(Region pointing data)
▼

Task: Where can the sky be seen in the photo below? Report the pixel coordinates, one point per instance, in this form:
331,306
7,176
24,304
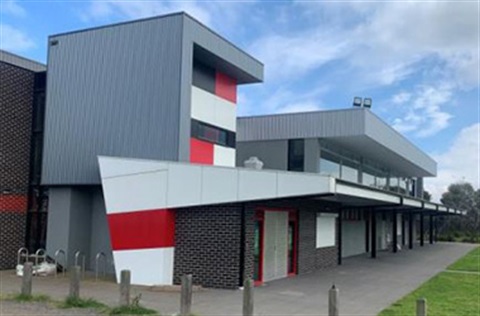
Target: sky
417,60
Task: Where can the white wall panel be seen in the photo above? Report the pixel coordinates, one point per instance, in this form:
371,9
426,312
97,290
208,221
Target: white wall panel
141,191
147,266
300,184
256,185
184,185
219,185
209,108
353,238
223,156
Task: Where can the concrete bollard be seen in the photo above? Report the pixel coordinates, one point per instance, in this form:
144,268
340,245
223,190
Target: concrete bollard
186,295
333,303
125,288
422,307
27,279
248,297
75,275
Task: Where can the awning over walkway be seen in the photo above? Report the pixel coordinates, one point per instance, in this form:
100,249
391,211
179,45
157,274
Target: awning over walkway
135,184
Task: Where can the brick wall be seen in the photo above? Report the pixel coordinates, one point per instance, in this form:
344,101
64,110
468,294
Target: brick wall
16,99
207,245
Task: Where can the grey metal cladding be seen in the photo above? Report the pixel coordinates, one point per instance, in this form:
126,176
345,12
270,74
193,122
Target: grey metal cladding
301,125
203,77
390,138
221,54
110,92
21,62
354,128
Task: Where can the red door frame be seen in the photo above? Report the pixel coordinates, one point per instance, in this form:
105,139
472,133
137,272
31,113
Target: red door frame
292,217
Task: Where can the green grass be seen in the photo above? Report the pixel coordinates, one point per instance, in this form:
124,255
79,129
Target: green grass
30,298
448,293
471,262
132,310
71,302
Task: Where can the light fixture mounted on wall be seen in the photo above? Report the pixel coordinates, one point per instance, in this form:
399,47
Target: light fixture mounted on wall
366,102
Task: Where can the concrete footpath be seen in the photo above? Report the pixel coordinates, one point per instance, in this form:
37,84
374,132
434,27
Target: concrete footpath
366,286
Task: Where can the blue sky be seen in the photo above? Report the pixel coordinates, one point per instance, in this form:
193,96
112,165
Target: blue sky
419,61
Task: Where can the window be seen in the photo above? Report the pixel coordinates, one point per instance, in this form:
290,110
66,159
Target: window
212,134
325,230
296,155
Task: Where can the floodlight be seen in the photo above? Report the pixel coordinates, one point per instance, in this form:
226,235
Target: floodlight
367,102
357,101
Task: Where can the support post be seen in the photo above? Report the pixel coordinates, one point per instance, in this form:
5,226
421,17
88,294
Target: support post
247,309
367,232
75,275
125,288
27,279
422,230
394,231
410,230
333,303
186,296
422,307
431,229
373,221
339,235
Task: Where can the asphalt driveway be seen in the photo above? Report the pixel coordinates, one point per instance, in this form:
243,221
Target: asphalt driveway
366,286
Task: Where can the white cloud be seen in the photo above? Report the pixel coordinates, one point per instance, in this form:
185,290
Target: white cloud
12,39
425,114
13,8
460,162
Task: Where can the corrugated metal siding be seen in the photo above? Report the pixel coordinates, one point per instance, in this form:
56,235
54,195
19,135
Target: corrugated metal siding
390,138
301,125
21,62
110,92
220,47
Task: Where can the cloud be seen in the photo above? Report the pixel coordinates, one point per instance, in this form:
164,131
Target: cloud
460,162
12,39
424,115
13,8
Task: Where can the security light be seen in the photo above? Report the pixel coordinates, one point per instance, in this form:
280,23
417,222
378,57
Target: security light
357,101
367,102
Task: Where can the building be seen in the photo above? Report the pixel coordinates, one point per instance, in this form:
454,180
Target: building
22,90
143,156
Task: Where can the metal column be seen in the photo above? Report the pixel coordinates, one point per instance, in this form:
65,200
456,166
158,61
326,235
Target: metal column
422,230
339,232
410,230
394,231
431,228
373,226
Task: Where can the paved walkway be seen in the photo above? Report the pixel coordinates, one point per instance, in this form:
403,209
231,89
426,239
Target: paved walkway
366,286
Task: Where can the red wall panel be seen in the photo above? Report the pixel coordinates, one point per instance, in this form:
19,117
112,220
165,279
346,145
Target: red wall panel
226,87
142,229
201,152
13,203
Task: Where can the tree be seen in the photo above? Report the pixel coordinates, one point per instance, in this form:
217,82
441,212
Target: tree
463,196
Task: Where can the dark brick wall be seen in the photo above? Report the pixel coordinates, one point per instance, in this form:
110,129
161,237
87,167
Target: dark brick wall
16,99
207,245
309,257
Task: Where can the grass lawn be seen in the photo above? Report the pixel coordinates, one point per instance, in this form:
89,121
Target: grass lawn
447,293
471,262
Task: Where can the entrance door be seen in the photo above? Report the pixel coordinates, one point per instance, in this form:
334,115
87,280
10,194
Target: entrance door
275,260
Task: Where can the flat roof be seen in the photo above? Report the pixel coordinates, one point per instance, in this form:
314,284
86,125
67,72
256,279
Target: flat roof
137,184
21,62
355,129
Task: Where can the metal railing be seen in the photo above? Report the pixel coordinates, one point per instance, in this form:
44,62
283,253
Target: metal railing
97,259
22,253
77,254
57,253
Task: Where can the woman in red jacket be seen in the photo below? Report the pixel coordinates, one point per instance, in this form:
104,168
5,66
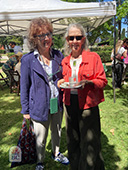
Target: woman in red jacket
81,100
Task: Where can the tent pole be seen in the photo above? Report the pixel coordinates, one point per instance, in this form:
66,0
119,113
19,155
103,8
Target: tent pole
114,92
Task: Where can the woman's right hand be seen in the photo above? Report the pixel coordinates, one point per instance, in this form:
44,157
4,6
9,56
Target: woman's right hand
26,116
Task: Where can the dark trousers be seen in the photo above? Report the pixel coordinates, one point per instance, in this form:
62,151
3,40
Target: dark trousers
83,137
117,73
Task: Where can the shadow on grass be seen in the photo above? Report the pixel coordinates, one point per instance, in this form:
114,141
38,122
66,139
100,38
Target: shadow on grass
50,163
109,154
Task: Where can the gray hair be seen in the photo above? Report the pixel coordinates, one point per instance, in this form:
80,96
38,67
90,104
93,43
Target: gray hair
67,50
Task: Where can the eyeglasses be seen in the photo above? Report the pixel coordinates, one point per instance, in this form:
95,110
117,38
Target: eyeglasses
43,36
71,38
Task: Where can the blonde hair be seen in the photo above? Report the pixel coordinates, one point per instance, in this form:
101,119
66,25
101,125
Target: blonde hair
67,50
37,26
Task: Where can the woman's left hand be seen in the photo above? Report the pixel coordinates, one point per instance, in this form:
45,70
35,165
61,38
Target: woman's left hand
84,82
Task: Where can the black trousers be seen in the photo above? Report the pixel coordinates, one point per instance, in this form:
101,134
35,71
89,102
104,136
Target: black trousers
83,137
117,73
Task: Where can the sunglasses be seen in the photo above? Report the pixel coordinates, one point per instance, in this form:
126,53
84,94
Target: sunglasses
71,38
43,36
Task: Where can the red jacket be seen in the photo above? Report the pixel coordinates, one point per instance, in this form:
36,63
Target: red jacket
91,68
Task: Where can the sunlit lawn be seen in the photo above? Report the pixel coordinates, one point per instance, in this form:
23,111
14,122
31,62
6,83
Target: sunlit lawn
114,126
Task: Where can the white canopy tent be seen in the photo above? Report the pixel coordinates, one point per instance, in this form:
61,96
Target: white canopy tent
15,15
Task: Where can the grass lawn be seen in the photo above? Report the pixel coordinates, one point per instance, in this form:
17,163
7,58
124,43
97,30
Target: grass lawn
114,127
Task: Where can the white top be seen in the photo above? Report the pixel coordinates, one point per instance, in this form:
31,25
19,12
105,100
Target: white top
48,70
75,63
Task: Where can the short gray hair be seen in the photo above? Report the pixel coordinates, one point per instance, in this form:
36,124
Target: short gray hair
67,50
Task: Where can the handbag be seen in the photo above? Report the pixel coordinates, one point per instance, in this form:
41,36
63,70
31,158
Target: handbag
27,145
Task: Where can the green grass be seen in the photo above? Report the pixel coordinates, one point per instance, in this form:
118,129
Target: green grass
114,127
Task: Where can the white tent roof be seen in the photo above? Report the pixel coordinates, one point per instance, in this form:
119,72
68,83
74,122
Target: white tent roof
15,15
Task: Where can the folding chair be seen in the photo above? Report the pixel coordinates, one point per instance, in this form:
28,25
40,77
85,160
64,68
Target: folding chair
15,82
5,79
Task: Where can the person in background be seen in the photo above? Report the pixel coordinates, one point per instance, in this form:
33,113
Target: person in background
117,71
41,99
15,47
10,64
81,103
125,45
17,66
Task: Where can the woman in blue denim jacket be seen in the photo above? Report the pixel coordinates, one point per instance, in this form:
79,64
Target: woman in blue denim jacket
40,96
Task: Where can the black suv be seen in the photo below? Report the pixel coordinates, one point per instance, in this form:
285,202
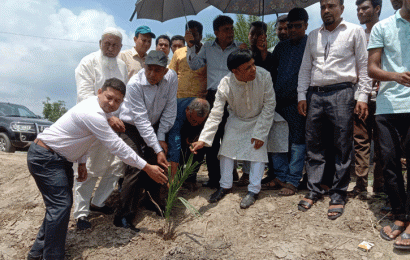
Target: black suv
19,127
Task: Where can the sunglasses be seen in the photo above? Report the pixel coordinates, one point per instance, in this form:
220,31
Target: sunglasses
296,26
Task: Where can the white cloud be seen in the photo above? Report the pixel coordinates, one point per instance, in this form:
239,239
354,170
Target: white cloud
31,68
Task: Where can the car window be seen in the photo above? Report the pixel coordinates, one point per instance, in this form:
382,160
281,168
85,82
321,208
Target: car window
16,111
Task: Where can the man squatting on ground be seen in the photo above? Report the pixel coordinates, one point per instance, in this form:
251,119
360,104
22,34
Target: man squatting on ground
248,91
213,55
50,161
90,75
191,85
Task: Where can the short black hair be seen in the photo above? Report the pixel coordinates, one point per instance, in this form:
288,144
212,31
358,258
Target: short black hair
194,24
281,19
163,37
375,3
237,58
178,38
259,24
340,1
298,14
114,83
220,21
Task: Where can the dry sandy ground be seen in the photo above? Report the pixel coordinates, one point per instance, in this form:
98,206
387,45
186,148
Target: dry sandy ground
273,228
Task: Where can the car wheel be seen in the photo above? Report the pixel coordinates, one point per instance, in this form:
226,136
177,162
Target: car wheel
5,144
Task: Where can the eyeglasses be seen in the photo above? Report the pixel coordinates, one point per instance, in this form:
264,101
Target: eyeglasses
296,26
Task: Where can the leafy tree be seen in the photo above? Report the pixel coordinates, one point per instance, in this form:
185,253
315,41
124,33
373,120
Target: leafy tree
53,111
241,28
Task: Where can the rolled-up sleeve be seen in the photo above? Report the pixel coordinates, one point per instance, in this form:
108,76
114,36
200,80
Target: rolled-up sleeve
170,111
215,117
196,61
85,80
140,117
265,118
305,71
365,82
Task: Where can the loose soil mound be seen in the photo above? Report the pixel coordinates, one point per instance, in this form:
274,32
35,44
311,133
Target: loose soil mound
273,228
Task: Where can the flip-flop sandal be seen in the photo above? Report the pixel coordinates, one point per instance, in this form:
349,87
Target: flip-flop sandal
393,228
290,187
311,196
403,247
304,205
274,184
339,212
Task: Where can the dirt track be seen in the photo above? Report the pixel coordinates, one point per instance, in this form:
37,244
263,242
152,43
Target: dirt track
273,228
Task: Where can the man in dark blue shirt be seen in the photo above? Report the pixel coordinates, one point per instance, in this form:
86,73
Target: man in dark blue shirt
287,58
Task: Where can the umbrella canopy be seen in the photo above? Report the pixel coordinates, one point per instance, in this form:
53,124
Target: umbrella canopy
259,7
163,10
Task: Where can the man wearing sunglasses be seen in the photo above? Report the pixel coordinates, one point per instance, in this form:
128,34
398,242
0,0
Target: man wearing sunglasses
334,64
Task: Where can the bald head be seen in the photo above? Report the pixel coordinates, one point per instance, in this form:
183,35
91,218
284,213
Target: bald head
111,42
197,111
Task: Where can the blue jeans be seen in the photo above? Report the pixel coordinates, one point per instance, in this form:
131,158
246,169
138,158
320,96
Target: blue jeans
54,177
290,172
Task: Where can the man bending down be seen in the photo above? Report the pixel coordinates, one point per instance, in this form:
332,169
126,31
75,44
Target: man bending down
51,156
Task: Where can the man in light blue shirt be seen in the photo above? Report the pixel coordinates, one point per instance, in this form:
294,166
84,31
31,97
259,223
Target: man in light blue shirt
214,56
389,62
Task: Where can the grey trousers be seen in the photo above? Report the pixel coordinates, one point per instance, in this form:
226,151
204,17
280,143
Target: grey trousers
54,177
330,113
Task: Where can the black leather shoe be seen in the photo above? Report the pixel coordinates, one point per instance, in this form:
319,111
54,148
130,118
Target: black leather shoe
210,184
83,223
105,210
30,257
124,223
248,200
219,194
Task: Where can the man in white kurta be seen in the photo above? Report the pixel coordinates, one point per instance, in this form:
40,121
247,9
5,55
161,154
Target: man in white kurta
251,104
90,75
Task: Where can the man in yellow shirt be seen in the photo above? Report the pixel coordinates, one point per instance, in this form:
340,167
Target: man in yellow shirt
191,84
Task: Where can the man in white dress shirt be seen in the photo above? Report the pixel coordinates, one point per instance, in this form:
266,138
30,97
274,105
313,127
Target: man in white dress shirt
335,59
251,102
90,75
148,112
50,161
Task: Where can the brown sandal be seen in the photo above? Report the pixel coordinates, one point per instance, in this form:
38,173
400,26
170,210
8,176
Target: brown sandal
288,186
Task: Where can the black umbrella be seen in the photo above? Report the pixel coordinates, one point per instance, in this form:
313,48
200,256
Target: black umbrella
259,7
163,10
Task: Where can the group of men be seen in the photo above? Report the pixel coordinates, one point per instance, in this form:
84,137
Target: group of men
275,107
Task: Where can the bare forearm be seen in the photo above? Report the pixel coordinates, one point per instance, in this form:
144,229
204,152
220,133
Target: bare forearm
174,168
381,75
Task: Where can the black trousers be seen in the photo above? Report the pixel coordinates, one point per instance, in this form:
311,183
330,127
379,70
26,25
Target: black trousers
136,181
54,177
394,138
330,117
212,162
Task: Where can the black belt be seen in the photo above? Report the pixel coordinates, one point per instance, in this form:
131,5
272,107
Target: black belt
330,88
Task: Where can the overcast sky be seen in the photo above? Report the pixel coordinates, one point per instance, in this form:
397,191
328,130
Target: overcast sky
39,65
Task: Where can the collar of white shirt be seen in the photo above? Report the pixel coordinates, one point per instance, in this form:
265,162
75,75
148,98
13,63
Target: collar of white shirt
145,82
342,23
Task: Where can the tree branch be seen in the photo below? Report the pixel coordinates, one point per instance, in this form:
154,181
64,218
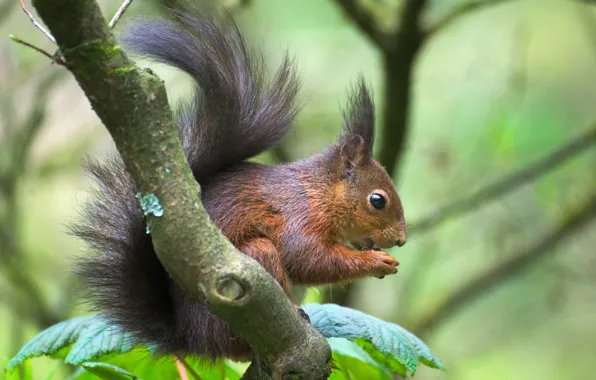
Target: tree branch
509,183
399,70
459,12
365,22
465,295
133,106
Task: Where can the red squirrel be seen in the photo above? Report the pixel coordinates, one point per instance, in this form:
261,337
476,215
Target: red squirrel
320,220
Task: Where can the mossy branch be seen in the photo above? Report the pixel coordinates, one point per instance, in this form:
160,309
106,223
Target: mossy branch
133,105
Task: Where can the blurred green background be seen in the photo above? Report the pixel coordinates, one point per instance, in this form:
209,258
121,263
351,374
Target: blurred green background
493,91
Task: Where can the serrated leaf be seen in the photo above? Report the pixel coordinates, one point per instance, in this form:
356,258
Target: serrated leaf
354,363
108,371
51,341
388,344
100,338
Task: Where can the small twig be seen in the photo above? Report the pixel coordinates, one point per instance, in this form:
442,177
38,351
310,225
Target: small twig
57,60
507,270
509,183
38,25
119,13
181,370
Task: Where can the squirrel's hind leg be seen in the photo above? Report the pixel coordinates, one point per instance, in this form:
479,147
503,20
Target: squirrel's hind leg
264,251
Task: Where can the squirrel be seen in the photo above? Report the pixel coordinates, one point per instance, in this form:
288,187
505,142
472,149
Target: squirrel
321,220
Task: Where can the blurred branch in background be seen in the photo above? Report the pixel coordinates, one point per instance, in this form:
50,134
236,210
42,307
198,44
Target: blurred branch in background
509,183
577,218
399,49
28,300
6,9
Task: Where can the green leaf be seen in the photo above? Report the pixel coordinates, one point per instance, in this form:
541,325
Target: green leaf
51,341
387,343
100,338
354,363
108,371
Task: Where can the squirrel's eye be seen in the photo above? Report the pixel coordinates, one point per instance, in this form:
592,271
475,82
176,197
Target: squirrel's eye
377,200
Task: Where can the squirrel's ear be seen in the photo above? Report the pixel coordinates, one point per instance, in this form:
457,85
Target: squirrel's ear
353,151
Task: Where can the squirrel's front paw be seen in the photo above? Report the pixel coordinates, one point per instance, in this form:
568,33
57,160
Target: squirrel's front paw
386,264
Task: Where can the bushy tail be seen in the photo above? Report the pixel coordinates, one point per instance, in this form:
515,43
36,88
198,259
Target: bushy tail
233,116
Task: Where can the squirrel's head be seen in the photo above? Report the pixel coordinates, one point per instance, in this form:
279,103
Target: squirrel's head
373,216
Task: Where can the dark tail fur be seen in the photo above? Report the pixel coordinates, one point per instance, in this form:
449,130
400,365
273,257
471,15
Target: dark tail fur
232,117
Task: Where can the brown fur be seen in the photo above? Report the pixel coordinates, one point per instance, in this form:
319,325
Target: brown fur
298,220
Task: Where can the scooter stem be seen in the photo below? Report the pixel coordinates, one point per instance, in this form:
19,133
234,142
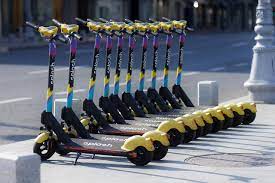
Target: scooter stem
107,67
167,61
143,63
94,66
52,55
130,64
73,47
118,66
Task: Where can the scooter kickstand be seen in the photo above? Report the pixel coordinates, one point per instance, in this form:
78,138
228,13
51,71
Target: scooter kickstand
77,157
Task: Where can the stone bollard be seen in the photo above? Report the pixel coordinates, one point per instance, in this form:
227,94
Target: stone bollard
60,103
208,93
261,83
19,168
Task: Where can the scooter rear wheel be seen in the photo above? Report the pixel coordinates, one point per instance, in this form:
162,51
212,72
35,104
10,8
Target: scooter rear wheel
160,151
238,119
217,125
249,117
45,149
189,135
175,137
143,156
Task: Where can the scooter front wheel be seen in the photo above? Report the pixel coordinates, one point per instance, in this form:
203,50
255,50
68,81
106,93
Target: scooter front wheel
175,137
160,151
143,156
45,149
249,117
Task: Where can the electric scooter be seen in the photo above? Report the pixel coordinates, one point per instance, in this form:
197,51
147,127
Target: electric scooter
180,94
137,149
100,124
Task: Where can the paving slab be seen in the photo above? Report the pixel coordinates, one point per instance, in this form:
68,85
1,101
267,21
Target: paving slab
243,154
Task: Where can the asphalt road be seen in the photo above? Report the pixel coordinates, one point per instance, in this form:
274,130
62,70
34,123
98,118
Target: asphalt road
223,57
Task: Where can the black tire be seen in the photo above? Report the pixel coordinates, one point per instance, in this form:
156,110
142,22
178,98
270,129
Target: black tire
199,132
237,120
217,125
227,122
249,117
61,151
143,156
189,135
160,151
45,149
207,129
175,137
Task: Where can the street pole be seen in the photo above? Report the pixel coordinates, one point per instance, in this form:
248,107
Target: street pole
261,83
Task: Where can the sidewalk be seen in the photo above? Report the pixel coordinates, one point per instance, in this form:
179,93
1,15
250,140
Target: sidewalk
243,154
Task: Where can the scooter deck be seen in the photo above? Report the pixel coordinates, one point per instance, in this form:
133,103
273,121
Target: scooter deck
95,146
125,129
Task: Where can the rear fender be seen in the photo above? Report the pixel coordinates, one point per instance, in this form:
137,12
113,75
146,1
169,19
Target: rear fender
136,141
157,136
236,108
187,120
250,106
171,124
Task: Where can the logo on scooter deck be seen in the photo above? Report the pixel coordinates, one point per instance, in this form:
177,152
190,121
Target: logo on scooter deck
113,139
97,144
132,128
52,73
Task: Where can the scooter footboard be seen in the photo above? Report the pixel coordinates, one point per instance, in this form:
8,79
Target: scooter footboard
129,100
91,110
108,107
70,118
142,98
51,123
180,94
154,96
167,95
121,107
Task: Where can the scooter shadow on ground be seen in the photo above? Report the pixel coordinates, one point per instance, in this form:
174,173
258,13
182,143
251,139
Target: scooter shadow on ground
117,167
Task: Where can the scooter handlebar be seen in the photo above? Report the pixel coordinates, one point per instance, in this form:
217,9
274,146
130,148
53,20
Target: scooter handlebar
56,22
166,19
32,25
61,39
128,21
81,21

▲

TASK STATEMENT: Where does "below" appear in the records above? Copy every line that has it.

ANSWER FOR THIS EXERCISE:
Task: Where can the sky be seen in the photo below? Report the pixel coordinates, one point per instance, in this form:
Task: Where can the woman in red jacket be seen in the photo below? Report the pixel coordinates, one point per instance, in this form:
Task: Where can the black suv be seen in the photo below? Report the pixel coordinates, one point per instance, in this form:
Task: Where can the tree branch be seen in the photo below? Report the pixel coordinates, one point per instance, in this form:
Task: Where can the scooter stem be seen in the photo below? Report the pixel coordinates, one point per instance, in this form:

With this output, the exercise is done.